From the article below on speeding up CI test suites, reproduce the passage between "CI bottlenecks have" and "distinction is important.", inclusive.

Document section:
-- START --

Accelerating your test suite in CI

CI bottlenecks have always dragged on team velocity, but agentic coding raised the stakes. When agents write a good chunk of the code, your pipeline runs many more times per day, and every wasted minute gets multiplied across all of those runs. Speeding up your pipelines isn't one heroic refactor. It's a process of finding the next bottleneck, fixing it, and moving on to the next one.

This post walks through the bottleneck most teams hit first: the test suite. The examples come from a project with a Go API, a React dashboard, Postgres and SQLite backends, and a Playwright end-to-end suite. The techniques apply to almost any stack.

Parallel test execution

"Parallel" and "sharded" get used interchangeably, but they mean different things, and the distinction is important.

Parallel testing runs tests across multiple CPUs on a single machine. You scale the tests horizontally by scaling the box vertically: a bigger runner, more workers. This is the most underrated option in CI. It needs no infrastructure, no matrix, and no result merging, yet most suites don't use it fully. It's also the place to start if you have little time to spend on CI work. Checking your worker count takes an afternoon and pays off immediately.

Some suites don't use it at all. Playwright, for example, doesn't run tests in parallel on CI by default. The config that npm init playwright generates contains this line:

export default defineConfig({
  // Opt out of parallel tests on CI.
  workers: process.env.CI ? 1 : undefined,
})

As soon as the CI environment variable is set, every test runs one at a time, on exactly the machines where speed matters most. The default exists to keep shared-state tests from flaking: two tests that touch the same database row, the same signed-in user, or the same file can step on each other when they run simultaneously. Tests that don't share mutable state, each setting up its own data and not depending on what other tests leave behind, are isolated, and isolated tests can safely run with as many workers as the machine has cores:

workers: process.env.CI ? '100%' : undefined,

A similar pattern hides elsewhere. go test ./... runs packages in parallel, but tests inside a package run serially unless they opt in with t.Parallel(). A serial suite on a 16-core runner leaves fifteen cores idle.

-- END --

Given information:
-- START --

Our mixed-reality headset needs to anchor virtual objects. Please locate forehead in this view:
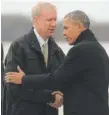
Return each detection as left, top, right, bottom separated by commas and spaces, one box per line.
63, 18, 73, 26
40, 8, 57, 17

-- END --

Completed task:
CI bottlenecks have always dragged on team velocity, but agentic coding raised the stakes. When agents write a good chunk of the code, your pipeline runs many more times per day, and every wasted minute gets multiplied across all of those runs. Speeding up your pipelines isn't one heroic refactor. It's a process of finding the next bottleneck, fixing it, and moving on to the next one.

This post walks through the bottleneck most teams hit first: the test suite. The examples come from a project with a Go API, a React dashboard, Postgres and SQLite backends, and a Playwright end-to-end suite. The techniques apply to almost any stack.

Parallel test execution

"Parallel" and "sharded" get used interchangeably, but they mean different things, and the distinction is important.